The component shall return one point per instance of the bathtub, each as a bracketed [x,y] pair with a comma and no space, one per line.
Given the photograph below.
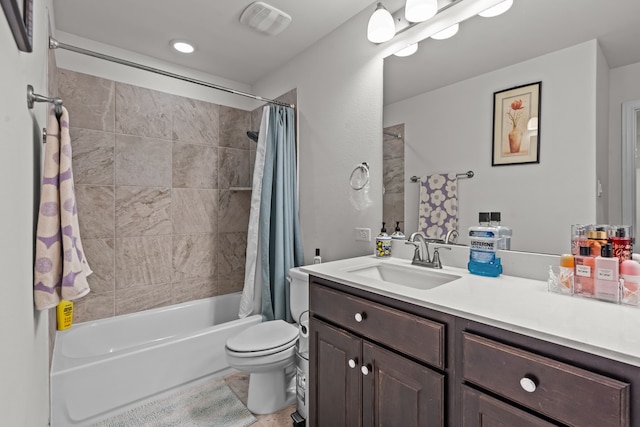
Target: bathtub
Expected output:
[106,365]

TASK TO COMPLETE
Please rewrite all of the lines above in full, wording included, with every point coordinate in the answers multiplied by 1.7 and rounded to a whole number, halves rounding up. Leave the pictures out.

OUTPUT BELOW
The component shall return one point per instance of the bathtub, each as a bracketed [x,y] pair with a comma and no space, one per line.
Given the photograph below.
Target: bathtub
Expected output:
[180,621]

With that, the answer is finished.